# Entrées extraites
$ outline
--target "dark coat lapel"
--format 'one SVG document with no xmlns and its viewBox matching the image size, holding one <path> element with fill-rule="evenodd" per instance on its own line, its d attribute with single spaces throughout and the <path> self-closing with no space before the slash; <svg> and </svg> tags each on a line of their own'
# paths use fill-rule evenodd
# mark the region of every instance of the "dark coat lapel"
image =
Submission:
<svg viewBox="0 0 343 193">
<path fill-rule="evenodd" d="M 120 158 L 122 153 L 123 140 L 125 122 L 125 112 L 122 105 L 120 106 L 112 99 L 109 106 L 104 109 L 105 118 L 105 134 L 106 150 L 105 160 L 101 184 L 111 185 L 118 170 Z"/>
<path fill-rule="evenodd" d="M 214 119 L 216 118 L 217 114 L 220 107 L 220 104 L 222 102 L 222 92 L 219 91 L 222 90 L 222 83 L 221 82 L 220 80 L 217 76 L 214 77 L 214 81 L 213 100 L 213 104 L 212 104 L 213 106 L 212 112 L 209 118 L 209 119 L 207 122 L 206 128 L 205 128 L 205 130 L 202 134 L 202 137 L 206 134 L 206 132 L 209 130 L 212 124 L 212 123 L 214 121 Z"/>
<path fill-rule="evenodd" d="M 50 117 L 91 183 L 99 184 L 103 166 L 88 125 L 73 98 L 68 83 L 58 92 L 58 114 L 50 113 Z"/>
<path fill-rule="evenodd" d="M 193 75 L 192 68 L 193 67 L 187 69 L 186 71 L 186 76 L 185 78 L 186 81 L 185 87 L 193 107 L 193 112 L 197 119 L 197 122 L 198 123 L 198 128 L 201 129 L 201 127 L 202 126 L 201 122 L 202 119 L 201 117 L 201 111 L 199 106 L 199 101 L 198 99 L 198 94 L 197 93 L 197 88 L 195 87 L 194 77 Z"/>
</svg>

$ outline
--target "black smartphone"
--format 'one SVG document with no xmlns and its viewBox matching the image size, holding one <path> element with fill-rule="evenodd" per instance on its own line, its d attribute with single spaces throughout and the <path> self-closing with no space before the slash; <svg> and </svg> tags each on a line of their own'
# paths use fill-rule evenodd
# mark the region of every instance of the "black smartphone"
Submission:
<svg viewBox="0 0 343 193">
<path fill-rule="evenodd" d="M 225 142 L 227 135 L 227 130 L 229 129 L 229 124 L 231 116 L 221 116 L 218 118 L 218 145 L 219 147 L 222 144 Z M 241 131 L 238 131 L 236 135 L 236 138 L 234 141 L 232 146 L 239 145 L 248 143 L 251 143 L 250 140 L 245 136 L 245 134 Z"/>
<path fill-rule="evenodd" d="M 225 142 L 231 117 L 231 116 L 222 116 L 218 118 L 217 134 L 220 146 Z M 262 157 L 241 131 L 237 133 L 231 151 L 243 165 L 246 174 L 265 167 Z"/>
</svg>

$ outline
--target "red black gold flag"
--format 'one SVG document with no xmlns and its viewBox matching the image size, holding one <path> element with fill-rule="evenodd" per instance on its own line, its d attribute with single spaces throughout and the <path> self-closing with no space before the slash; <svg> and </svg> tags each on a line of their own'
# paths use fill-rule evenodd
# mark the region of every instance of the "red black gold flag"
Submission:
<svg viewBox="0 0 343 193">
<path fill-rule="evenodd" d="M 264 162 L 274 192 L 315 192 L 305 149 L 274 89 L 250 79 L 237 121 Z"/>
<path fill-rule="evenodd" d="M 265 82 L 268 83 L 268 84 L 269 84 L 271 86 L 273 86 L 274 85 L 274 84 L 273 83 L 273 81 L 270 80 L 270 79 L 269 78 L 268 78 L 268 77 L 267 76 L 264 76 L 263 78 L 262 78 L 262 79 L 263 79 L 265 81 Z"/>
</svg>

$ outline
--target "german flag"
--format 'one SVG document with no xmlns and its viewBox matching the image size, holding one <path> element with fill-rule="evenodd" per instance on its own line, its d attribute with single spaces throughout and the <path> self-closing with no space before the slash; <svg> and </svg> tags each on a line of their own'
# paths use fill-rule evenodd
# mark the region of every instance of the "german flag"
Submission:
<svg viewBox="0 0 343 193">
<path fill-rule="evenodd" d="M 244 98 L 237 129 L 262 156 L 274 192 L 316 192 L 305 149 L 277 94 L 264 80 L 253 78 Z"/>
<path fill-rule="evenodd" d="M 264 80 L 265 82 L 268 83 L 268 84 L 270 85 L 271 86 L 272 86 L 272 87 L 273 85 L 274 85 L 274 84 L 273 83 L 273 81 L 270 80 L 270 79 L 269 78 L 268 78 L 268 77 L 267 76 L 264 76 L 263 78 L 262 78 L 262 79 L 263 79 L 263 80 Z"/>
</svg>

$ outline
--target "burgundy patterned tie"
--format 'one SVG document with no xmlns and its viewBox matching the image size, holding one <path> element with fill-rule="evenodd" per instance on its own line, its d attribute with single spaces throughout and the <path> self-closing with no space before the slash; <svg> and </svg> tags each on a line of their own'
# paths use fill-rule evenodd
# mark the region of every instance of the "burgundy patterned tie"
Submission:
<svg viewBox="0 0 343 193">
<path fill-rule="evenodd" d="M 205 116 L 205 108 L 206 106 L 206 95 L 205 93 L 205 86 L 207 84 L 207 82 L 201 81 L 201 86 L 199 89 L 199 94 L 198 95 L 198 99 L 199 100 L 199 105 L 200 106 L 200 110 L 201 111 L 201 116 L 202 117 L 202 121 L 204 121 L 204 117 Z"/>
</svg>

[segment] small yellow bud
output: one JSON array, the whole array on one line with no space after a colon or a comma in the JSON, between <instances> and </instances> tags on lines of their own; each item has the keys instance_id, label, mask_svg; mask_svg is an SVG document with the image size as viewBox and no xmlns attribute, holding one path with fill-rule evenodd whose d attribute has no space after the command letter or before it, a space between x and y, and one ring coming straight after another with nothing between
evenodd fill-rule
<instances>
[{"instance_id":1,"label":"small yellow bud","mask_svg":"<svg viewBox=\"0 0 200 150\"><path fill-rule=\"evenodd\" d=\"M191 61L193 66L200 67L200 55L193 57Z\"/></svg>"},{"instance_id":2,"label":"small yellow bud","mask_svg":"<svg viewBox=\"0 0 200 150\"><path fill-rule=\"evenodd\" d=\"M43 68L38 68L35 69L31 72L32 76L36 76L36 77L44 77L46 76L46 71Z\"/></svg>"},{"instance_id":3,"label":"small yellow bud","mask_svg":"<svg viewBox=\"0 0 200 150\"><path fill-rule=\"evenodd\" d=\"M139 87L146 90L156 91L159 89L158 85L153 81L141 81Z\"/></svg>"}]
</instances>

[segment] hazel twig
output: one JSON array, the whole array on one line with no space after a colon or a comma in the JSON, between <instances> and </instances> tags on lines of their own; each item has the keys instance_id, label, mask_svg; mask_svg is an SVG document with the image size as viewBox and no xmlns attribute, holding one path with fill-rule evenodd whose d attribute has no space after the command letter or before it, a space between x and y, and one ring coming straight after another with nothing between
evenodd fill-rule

# Consigne
Réécrivez toutes les lignes des entrées ci-dessus sous forme de liste numérotée, en omettant les lignes vides.

# Réponse
1. $ outline
2. --target "dark coat lapel"
3. --format 'one SVG document with no xmlns and its viewBox matching the image size, holding one <path> element with fill-rule="evenodd" per instance on its own line, its d attribute with single spaces throughout and the <path> self-closing with no space before the slash; <svg> and </svg> tags each on a line of their own'
4. # paths use fill-rule evenodd
5. # mark the region of every instance of the "dark coat lapel"
6. image =
7. Submission:
8. <svg viewBox="0 0 343 193">
9. <path fill-rule="evenodd" d="M 120 158 L 122 153 L 123 140 L 125 122 L 125 112 L 122 105 L 120 106 L 112 99 L 109 106 L 104 109 L 105 118 L 105 134 L 106 150 L 105 160 L 101 184 L 111 185 L 118 170 Z"/>
10. <path fill-rule="evenodd" d="M 214 119 L 216 118 L 217 114 L 220 107 L 220 104 L 222 102 L 222 92 L 219 91 L 222 90 L 222 83 L 221 82 L 220 80 L 217 76 L 214 77 L 214 81 L 213 100 L 213 104 L 212 104 L 213 106 L 212 112 L 209 118 L 209 119 L 207 122 L 206 128 L 205 128 L 205 130 L 202 134 L 202 137 L 206 134 L 206 132 L 209 130 L 212 124 L 212 123 L 214 121 Z"/>
11. <path fill-rule="evenodd" d="M 50 117 L 91 183 L 99 184 L 103 166 L 88 125 L 73 98 L 68 83 L 58 92 L 58 114 L 50 113 Z"/>
12. <path fill-rule="evenodd" d="M 193 75 L 192 68 L 193 67 L 187 69 L 186 71 L 186 76 L 185 78 L 186 81 L 185 87 L 193 107 L 193 112 L 197 119 L 197 122 L 198 123 L 198 128 L 201 129 L 201 127 L 202 126 L 201 122 L 202 119 L 201 117 L 201 111 L 199 106 L 199 101 L 198 99 L 198 94 L 197 93 L 197 88 L 195 87 L 194 77 Z"/>
13. </svg>
14. $ outline
15. --target "black smartphone"
16. --format 'one SVG document with no xmlns and its viewBox matching the image size, holding one <path> element with fill-rule="evenodd" per instance on its own line, its d attribute with single spaces throughout and the <path> self-closing with no space before the slash; <svg> and </svg> tags each on a line of their own'
17. # paths use fill-rule evenodd
18. # mark the region of every instance of the "black smartphone"
19. Submission:
20. <svg viewBox="0 0 343 193">
21. <path fill-rule="evenodd" d="M 225 142 L 227 135 L 227 130 L 229 129 L 229 124 L 231 116 L 221 116 L 218 118 L 218 145 L 219 147 L 222 144 Z M 241 131 L 238 131 L 236 135 L 236 138 L 234 141 L 232 146 L 239 145 L 248 143 L 251 143 L 250 140 L 245 136 L 245 134 Z"/>
22. <path fill-rule="evenodd" d="M 225 142 L 231 117 L 231 116 L 222 116 L 218 118 L 217 134 L 220 146 Z M 262 157 L 241 131 L 237 133 L 231 151 L 243 165 L 246 174 L 265 167 Z"/>
23. </svg>
24. $ outline
25. --target "red black gold flag"
26. --format 'one SVG document with no xmlns and its viewBox matching the image size, holding one <path> element with fill-rule="evenodd" per instance on its own line, its d attribute with single spaces throughout and the <path> self-closing with no space before the slash; <svg> and </svg> tags each on a line of their own'
27. # paths use fill-rule evenodd
28. # mark the region of every instance of the "red black gold flag"
29. Submission:
30. <svg viewBox="0 0 343 193">
31. <path fill-rule="evenodd" d="M 264 162 L 274 192 L 315 192 L 305 149 L 274 89 L 250 79 L 237 121 Z"/>
32. <path fill-rule="evenodd" d="M 265 82 L 268 83 L 268 84 L 269 84 L 271 86 L 273 86 L 274 85 L 274 84 L 273 83 L 273 81 L 270 80 L 270 79 L 269 78 L 268 78 L 268 77 L 267 76 L 264 76 L 263 78 L 262 78 L 262 79 L 263 79 L 265 81 Z"/>
33. </svg>
34. $ outline
35. --target "german flag"
36. --format 'one SVG document with no xmlns and its viewBox matching the image size, holding one <path> element with fill-rule="evenodd" per instance on its own line, its d attribute with single spaces throughout and the <path> self-closing with no space before the slash; <svg> and </svg> tags each on a line of their own'
37. # paths use fill-rule evenodd
38. # mark the region of every instance of the "german flag"
39. Submission:
40. <svg viewBox="0 0 343 193">
41. <path fill-rule="evenodd" d="M 244 98 L 237 129 L 262 156 L 274 192 L 316 192 L 305 149 L 277 94 L 264 80 L 253 78 Z"/>
42. <path fill-rule="evenodd" d="M 264 80 L 265 82 L 268 83 L 268 84 L 270 85 L 271 86 L 272 86 L 272 87 L 273 85 L 274 85 L 274 84 L 273 83 L 273 81 L 270 80 L 270 79 L 269 78 L 268 78 L 268 77 L 267 76 L 264 76 L 263 78 L 262 78 L 262 79 L 263 79 L 263 80 Z"/>
43. </svg>
44. $ outline
45. --target "burgundy patterned tie"
46. --format 'one SVG document with no xmlns and its viewBox matching the image size, holding one <path> element with fill-rule="evenodd" per instance on its own line, its d attribute with single spaces throughout and the <path> self-closing with no space before the slash; <svg> and </svg> tags each on a line of their own'
47. # paths use fill-rule evenodd
48. # mark the region of every instance of the "burgundy patterned tie"
49. Submission:
50. <svg viewBox="0 0 343 193">
51. <path fill-rule="evenodd" d="M 205 116 L 205 108 L 206 106 L 206 95 L 205 93 L 205 86 L 207 84 L 207 82 L 201 81 L 201 86 L 199 89 L 199 94 L 198 95 L 198 99 L 199 100 L 199 105 L 200 106 L 200 110 L 201 111 L 201 116 L 202 117 L 202 121 L 204 121 L 204 117 Z"/>
52. </svg>
53. [segment] small yellow bud
54. output: one JSON array, the whole array on one line with no space after a colon or a comma in the JSON, between <instances> and </instances> tags on lines of their own; each item has the keys instance_id, label, mask_svg; mask_svg is an SVG document with the image size as viewBox and no xmlns attribute, holding one path with fill-rule evenodd whose d attribute has no space after the command letter or before it, a space between x and y, and one ring coming straight after another with nothing between
55. evenodd fill-rule
56. <instances>
57. [{"instance_id":1,"label":"small yellow bud","mask_svg":"<svg viewBox=\"0 0 200 150\"><path fill-rule=\"evenodd\" d=\"M191 61L193 66L200 67L200 55L193 57Z\"/></svg>"},{"instance_id":2,"label":"small yellow bud","mask_svg":"<svg viewBox=\"0 0 200 150\"><path fill-rule=\"evenodd\" d=\"M43 68L38 68L35 69L31 72L32 76L36 76L36 77L44 77L46 76L46 71Z\"/></svg>"},{"instance_id":3,"label":"small yellow bud","mask_svg":"<svg viewBox=\"0 0 200 150\"><path fill-rule=\"evenodd\" d=\"M139 87L146 90L156 91L159 89L158 85L153 81L141 81Z\"/></svg>"}]
58. </instances>
59. [segment] hazel twig
60. output: one JSON array, the whole array on one line with no space after a colon or a comma in the JSON, between <instances> and </instances> tags on lines of their own; each item has the keys instance_id, label, mask_svg; mask_svg is an SVG document with the image size as viewBox and no xmlns attribute, holding one path with fill-rule evenodd whose d attribute has no space after the command letter or before it, a space between x and y, and one ring coming straight after another with nothing between
61. evenodd fill-rule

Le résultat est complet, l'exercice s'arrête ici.